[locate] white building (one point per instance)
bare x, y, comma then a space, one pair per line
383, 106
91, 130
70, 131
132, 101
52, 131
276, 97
---
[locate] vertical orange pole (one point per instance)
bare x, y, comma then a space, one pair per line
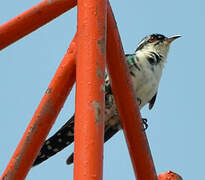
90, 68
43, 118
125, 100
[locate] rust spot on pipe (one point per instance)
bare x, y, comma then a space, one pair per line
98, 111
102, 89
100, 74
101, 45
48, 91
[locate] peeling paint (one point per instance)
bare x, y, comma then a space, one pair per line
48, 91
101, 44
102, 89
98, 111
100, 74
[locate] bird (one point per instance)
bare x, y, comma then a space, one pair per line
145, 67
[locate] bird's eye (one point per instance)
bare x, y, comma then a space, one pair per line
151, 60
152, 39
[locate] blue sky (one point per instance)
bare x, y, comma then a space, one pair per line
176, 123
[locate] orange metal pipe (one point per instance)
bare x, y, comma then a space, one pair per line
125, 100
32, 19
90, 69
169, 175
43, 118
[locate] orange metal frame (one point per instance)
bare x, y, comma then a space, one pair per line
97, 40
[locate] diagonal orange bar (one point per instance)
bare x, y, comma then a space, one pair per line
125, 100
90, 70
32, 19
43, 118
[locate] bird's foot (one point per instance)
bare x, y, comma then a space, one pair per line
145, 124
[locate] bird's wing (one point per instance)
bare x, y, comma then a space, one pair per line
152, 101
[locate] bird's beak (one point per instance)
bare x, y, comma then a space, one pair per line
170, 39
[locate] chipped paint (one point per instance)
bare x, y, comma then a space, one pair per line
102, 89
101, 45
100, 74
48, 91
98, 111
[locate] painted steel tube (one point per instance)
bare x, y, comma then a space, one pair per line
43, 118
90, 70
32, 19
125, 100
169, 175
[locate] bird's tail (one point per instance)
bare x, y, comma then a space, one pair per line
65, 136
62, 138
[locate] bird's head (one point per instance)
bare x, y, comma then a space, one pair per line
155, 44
==
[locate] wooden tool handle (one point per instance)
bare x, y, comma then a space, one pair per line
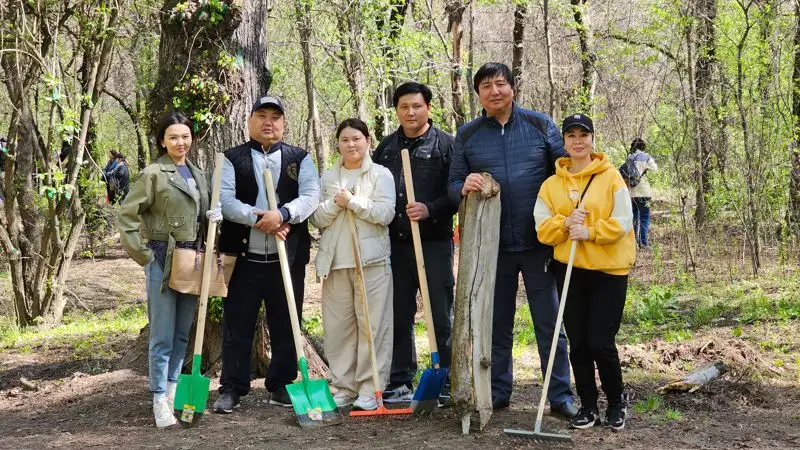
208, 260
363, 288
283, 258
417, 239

__Direction__
Can you return every line in the entries above that contains the word "bird"?

__Answer in full__
[locate] bird (one point per instance)
[locate] bird's eye (one point per instance)
[locate] bird's foot (one point per instance)
[locate] bird's wing (one point per instance)
[locate] bird's beak (one point per instance)
[locate] bird's tail (one point per instance)
[locate] bird's head (one point per instance)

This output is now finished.